Copy the rows below word for word, starting at the row that contains "pocket and produce bounding box coordinates for each." and ending at the row that contains "[211,214,342,365]", with both of those rows included.

++++ SUPPLIED MATERIAL ++++

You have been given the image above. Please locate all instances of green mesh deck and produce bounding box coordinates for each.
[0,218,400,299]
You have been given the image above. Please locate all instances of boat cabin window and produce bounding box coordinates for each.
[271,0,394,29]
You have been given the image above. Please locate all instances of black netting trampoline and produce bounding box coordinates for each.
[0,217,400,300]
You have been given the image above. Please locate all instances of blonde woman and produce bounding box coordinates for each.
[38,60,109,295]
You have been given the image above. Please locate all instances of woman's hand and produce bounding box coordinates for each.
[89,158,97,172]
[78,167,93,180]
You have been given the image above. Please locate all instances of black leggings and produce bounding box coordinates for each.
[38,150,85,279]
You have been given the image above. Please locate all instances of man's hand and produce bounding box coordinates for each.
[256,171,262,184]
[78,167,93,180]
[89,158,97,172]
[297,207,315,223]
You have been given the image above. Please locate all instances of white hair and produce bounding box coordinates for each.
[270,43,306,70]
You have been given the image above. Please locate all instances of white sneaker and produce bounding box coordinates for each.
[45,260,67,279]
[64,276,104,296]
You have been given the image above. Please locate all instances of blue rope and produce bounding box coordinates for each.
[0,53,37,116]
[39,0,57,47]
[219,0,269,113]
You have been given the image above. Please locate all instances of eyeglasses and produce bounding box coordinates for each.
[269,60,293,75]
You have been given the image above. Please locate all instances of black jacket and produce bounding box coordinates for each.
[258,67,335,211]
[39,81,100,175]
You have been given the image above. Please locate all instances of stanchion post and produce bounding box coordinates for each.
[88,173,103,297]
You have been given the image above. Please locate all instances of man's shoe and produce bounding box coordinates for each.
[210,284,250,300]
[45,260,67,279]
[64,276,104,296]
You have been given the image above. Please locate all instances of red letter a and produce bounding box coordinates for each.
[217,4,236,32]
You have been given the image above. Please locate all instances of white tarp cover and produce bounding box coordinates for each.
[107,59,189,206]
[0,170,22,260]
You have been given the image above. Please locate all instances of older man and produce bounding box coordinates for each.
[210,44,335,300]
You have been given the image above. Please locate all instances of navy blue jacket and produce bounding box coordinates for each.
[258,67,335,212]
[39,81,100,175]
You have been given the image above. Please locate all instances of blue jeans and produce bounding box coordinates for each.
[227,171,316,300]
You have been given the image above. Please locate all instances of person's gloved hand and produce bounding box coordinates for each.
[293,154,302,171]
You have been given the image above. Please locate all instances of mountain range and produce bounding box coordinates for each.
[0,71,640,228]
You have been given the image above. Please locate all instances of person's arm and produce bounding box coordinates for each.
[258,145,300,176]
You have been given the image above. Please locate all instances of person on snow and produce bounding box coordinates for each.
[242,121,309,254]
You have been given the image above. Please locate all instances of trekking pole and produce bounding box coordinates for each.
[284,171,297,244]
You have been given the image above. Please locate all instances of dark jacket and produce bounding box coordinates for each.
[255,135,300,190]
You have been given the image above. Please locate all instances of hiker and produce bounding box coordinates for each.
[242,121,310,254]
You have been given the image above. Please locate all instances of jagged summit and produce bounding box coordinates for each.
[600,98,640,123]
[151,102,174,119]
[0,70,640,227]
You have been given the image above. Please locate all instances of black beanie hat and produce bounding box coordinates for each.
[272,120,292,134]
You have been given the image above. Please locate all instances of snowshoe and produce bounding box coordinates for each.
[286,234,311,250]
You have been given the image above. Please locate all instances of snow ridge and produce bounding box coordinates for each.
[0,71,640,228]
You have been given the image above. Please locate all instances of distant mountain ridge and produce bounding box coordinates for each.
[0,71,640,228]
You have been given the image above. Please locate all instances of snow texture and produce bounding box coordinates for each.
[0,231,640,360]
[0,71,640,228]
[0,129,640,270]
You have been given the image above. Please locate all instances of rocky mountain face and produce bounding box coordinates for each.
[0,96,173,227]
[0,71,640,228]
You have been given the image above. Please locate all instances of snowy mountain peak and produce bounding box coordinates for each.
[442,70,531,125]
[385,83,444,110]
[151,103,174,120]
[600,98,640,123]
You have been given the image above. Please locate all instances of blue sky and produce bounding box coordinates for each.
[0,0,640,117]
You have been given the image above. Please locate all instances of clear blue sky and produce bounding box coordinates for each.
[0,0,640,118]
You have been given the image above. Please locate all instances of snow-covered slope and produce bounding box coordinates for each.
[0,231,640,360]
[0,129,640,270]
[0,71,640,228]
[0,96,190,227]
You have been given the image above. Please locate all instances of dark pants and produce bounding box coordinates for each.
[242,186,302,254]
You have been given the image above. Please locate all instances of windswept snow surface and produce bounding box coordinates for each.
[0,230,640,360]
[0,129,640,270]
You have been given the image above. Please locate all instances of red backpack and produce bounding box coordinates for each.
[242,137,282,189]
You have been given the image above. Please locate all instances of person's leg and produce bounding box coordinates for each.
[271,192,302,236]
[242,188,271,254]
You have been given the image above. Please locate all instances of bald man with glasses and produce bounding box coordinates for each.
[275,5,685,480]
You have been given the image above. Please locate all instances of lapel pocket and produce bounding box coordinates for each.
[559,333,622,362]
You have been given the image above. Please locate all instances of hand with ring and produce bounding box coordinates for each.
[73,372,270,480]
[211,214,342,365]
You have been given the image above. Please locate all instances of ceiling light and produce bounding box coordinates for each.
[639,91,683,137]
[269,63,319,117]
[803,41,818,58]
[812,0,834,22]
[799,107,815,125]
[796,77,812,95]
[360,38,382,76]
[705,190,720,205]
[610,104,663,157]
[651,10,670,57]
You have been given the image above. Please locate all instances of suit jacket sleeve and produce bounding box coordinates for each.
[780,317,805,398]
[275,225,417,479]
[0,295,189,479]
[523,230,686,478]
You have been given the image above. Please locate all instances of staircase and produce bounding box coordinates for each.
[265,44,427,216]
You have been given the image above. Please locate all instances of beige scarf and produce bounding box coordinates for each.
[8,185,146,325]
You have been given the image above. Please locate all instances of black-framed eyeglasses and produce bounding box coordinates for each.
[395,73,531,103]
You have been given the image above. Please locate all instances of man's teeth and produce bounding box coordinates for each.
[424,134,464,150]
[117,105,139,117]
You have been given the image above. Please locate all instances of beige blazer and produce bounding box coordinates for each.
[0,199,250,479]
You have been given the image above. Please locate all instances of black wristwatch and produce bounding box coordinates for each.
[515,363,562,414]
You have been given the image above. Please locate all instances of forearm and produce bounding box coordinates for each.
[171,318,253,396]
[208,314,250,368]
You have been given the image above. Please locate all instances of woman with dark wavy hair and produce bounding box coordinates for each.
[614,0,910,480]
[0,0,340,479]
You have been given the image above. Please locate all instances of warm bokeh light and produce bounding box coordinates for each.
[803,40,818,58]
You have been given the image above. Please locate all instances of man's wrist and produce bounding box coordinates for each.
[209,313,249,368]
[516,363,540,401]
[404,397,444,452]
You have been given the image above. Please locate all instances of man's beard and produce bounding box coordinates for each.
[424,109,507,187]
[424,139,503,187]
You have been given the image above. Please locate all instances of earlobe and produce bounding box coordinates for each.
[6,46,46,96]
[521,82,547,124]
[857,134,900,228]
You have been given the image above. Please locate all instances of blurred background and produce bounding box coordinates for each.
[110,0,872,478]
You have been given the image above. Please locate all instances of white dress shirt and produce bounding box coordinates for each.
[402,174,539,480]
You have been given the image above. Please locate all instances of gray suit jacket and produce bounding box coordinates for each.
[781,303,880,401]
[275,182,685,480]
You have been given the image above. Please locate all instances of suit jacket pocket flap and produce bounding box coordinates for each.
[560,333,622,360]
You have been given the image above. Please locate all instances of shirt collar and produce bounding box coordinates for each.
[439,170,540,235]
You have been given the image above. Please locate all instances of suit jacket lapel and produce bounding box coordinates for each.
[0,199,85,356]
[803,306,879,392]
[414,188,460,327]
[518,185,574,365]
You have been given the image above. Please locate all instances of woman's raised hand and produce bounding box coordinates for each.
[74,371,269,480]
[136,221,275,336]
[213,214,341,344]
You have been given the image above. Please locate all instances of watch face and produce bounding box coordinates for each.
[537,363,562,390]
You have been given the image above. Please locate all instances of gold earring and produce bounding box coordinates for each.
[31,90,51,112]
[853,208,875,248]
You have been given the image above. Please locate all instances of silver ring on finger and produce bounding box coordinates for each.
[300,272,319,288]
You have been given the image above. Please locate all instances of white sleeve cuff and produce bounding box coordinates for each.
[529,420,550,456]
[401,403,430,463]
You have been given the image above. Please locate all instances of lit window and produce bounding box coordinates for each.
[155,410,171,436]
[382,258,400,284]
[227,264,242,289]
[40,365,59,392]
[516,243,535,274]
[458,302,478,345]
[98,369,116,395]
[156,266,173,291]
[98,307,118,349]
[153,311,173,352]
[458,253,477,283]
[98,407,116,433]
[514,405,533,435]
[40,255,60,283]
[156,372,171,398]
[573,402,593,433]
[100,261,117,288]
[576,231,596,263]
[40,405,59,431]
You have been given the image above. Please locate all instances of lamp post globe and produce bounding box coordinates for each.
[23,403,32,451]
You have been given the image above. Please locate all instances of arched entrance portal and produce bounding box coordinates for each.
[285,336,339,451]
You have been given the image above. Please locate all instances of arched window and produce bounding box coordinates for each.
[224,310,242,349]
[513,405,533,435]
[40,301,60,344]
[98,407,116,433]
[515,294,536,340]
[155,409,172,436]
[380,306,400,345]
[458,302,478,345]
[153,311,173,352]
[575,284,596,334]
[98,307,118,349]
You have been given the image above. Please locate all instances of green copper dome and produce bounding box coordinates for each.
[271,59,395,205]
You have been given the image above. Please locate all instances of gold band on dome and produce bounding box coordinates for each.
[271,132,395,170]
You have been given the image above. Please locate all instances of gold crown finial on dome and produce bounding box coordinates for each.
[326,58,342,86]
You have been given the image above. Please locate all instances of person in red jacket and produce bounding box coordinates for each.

++++

§ **EXERCISE RESULT**
You have been given the image above. Please locate all instances of lapel pocket and produce bounding box coordinates for each.
[559,333,622,362]
You have been given the image above. Please locate all instances of hand with ring and produce bounding box coordinates for each.
[73,372,270,480]
[211,214,342,365]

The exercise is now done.